##### Data for the task #####
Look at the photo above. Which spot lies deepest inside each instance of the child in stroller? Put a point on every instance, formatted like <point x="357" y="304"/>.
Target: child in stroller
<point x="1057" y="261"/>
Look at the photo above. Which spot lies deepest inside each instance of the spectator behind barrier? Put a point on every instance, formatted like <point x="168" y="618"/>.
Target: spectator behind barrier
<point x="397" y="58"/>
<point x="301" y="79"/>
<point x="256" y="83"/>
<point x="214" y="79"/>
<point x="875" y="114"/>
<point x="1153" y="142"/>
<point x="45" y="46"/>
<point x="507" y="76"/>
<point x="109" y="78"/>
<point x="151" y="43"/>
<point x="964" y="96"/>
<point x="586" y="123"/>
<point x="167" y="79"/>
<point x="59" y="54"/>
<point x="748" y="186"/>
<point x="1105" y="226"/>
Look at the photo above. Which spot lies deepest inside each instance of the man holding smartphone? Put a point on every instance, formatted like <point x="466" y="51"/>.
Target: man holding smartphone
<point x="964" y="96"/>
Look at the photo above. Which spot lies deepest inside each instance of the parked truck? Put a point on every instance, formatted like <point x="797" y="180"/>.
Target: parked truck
#####
## Goal
Swap "Target" for "Object" everywhere in the listing and repeat it with nothing else changed.

## Written solution
Look at the photo above. Which spot lies deepest inside each instance of the child in stroller? Put a point on every instance, formatted like <point x="357" y="304"/>.
Object: child in stroller
<point x="1057" y="261"/>
Look at the photo above. Which spot lies deepest inside each instance of the spectator behind barrier? Put a point on every instance, formatted like <point x="168" y="618"/>.
Object: spectator behind barrier
<point x="397" y="58"/>
<point x="301" y="79"/>
<point x="256" y="83"/>
<point x="214" y="79"/>
<point x="875" y="114"/>
<point x="1153" y="142"/>
<point x="45" y="46"/>
<point x="507" y="76"/>
<point x="109" y="78"/>
<point x="151" y="43"/>
<point x="964" y="96"/>
<point x="586" y="123"/>
<point x="167" y="79"/>
<point x="59" y="54"/>
<point x="748" y="186"/>
<point x="1105" y="226"/>
Look at the photo above. Which spot lies deepest inside each instance of the man holding smartphone? Put a point on every instance, formatted like <point x="466" y="51"/>.
Object: man holding smartphone
<point x="964" y="96"/>
Look at the photo above. Which spot lies deepest inside each instance of the parked truck? Put a point on every instance, formatted like <point x="797" y="180"/>.
Object: parked truck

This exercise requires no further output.